• **REQUEST**: Copy exactly the lines from the one containing "Thanks for the photo. Could you please mark the window shutter" through the last line of the records, both included, and nothing more.

━━━━━ DATA FOR THIS EXERCISE

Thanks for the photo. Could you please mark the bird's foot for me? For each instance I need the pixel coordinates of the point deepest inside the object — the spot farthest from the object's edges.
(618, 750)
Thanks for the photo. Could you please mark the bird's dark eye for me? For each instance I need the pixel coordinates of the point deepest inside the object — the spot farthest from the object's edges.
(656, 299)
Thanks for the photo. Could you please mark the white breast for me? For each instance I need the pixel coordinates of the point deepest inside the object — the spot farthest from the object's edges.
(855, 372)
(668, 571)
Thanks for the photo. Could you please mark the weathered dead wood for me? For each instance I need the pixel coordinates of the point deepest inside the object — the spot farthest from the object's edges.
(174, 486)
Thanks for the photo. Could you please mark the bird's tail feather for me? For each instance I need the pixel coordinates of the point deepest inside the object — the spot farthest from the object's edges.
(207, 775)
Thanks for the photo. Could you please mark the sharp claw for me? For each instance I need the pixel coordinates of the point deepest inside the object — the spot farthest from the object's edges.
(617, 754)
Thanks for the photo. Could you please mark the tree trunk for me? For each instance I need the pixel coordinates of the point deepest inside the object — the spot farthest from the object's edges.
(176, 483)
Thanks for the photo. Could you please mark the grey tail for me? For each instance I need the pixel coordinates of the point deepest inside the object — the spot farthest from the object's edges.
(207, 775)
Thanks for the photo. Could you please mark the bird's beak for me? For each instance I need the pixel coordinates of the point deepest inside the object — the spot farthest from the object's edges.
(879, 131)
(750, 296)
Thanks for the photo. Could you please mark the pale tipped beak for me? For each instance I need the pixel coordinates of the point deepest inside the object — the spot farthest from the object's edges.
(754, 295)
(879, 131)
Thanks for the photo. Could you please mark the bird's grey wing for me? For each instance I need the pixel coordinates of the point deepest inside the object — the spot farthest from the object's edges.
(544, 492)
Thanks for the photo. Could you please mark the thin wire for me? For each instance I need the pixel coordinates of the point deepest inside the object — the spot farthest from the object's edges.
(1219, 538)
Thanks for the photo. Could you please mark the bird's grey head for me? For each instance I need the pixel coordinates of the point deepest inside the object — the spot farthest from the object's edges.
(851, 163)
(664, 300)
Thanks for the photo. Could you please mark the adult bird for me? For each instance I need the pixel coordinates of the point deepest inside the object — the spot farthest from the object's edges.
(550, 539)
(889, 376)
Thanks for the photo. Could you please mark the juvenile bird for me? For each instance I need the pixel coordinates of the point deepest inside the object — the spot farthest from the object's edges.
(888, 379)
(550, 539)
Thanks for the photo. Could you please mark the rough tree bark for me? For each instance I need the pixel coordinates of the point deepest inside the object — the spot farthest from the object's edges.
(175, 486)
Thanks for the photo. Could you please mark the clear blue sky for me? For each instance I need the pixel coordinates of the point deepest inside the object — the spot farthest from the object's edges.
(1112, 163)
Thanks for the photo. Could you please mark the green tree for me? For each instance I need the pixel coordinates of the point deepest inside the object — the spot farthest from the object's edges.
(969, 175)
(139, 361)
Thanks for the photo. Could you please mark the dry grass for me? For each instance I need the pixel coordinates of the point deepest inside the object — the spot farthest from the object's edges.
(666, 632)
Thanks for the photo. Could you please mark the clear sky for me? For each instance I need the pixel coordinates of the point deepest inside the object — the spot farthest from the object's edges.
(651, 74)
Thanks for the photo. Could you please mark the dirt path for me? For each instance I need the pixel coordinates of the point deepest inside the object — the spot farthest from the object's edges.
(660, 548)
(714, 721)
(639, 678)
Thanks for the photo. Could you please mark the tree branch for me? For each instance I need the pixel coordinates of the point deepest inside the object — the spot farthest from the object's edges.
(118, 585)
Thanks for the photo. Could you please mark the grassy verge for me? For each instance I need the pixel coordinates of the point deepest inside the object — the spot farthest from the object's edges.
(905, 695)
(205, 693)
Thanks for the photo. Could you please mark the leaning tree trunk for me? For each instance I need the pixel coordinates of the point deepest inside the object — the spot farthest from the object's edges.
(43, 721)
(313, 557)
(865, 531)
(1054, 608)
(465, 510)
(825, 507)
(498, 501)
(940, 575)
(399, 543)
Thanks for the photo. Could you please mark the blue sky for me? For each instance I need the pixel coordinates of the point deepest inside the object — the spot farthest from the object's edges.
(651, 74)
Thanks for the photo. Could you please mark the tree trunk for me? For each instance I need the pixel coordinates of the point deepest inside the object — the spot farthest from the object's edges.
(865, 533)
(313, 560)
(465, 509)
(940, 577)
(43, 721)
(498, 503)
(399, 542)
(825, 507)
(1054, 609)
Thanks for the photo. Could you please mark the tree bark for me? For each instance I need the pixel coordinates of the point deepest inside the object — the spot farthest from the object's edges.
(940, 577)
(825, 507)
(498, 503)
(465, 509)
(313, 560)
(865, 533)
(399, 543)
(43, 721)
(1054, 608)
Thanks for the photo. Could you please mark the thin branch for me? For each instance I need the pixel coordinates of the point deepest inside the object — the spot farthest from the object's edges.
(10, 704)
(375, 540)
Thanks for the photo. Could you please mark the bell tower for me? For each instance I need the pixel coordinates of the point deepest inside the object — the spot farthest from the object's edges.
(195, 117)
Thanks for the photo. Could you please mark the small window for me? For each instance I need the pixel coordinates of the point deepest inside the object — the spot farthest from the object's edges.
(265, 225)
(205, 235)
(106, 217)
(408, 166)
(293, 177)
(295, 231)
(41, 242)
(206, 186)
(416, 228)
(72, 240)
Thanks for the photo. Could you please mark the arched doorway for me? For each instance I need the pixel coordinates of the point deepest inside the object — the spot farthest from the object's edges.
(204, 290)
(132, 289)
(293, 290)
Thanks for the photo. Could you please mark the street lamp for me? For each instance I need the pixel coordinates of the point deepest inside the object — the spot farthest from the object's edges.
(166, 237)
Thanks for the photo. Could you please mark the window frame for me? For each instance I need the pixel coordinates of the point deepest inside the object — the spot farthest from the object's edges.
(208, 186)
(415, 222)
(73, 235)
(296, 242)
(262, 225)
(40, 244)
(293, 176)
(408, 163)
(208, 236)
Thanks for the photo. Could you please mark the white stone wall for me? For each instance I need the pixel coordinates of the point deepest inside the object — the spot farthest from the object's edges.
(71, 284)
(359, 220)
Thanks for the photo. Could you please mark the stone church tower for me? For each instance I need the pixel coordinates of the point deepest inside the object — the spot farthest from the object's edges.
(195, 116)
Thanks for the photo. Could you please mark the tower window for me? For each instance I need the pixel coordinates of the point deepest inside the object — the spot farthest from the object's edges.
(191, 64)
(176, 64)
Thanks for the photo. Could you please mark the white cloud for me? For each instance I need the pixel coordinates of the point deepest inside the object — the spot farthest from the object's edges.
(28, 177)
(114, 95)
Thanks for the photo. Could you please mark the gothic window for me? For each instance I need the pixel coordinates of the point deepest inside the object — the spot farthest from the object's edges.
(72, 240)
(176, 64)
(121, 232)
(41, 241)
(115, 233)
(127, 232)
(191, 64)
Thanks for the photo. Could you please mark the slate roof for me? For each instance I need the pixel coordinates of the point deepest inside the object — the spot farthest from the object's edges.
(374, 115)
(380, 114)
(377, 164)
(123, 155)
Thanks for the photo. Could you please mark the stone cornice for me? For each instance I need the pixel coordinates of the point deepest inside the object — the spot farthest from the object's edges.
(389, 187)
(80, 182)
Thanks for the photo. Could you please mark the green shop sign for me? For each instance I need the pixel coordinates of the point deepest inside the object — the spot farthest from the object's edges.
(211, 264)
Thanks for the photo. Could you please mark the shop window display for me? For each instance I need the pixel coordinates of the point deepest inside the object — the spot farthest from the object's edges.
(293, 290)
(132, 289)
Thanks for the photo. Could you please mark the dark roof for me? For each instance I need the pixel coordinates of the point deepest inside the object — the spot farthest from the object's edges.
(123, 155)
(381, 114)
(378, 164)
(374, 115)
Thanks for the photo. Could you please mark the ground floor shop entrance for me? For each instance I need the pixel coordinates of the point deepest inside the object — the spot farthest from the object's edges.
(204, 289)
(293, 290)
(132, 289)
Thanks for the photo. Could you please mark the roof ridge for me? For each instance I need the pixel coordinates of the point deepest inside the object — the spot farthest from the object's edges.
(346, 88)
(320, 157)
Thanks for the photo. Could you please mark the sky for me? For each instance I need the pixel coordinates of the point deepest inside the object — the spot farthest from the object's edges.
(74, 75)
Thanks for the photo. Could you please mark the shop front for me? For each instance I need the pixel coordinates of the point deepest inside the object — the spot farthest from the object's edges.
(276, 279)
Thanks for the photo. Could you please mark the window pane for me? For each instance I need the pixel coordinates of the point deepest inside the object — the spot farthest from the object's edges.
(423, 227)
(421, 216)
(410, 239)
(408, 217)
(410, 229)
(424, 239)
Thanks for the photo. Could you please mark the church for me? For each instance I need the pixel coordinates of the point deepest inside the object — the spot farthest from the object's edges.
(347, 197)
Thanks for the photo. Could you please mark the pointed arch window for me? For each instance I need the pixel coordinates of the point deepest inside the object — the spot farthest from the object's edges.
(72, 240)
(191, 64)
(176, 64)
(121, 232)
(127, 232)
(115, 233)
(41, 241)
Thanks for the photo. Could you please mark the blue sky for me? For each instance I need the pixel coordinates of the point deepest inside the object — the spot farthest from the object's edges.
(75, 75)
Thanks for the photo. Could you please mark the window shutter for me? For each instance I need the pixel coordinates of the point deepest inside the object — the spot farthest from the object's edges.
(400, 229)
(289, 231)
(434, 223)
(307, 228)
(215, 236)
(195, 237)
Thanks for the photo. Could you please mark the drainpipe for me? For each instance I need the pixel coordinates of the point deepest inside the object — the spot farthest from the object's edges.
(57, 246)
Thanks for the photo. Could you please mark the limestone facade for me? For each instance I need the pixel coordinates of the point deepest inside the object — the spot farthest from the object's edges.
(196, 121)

━━━━━━━━━━

• **RESPONSE TO THE TASK**:
Thanks for the photo. Could you please mark the window shutter for me? For each instance I need the pixel coordinates of the point deepest inside the object — the spot farthest from the object's edges.
(400, 229)
(289, 231)
(434, 223)
(307, 228)
(215, 236)
(195, 237)
Thanks for the photo. Could you please mark the drainpipe for me? For each instance I need the pixel coordinates of the point deepest inside the object — the spot farthest from the object's edges.
(57, 246)
Thanks for the photo. Could you please mark the limestone facade for me? For each instance I need the pixel coordinates of the point deepest inside the object — the spot farthest from the object's edges.
(196, 121)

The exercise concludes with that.